Material supplied =>
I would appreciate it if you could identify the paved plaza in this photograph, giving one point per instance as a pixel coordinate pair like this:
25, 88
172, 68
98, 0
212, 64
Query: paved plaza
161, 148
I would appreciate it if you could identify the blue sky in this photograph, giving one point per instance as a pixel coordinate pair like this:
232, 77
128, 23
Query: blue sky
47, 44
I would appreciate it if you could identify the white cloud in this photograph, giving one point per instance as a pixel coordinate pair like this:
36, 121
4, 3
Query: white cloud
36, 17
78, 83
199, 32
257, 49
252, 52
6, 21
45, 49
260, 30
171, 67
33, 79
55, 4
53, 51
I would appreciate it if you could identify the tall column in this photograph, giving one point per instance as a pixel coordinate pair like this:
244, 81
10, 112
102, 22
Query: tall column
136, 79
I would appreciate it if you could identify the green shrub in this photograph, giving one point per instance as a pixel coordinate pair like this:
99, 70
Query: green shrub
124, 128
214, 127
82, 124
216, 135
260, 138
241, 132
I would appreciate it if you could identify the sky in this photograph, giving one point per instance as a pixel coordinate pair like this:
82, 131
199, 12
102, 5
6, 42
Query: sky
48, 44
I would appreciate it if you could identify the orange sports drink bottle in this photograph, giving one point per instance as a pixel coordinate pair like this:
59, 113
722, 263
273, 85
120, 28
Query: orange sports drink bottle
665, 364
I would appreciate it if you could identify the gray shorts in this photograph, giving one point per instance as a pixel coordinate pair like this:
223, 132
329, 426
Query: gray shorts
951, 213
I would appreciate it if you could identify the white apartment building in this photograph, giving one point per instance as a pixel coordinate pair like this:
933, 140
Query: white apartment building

Assigned task => The required output is every line from the one with "Query: green shrub" to the final line of the entries, repeated exactly and with nothing else.

Exercise solution =>
Query: green shrub
124, 128
214, 127
82, 124
216, 135
260, 138
241, 132
I would appreciate it if you could identify the sky in this photograph, giving one point per instance as a pixel coordinate pair like this:
82, 131
199, 12
102, 5
6, 42
Query: sky
48, 44
I would appreciate it if you could identify the orange sports drink bottle in this photograph, giving one point per instance as a pixel coordinate pair like this:
59, 113
722, 263
273, 85
120, 28
Query: orange sports drink bottle
665, 364
I would appreciate it if you could identify the gray shorts in this photograph, giving one point per instance as a pixel coordinate pair like this:
223, 132
329, 426
Query: gray shorts
951, 213
I would appreciate it if you could identify the white apartment building in this photograph, giving one point per instance as a pixel coordinate pair like this:
933, 140
Query: white apartment building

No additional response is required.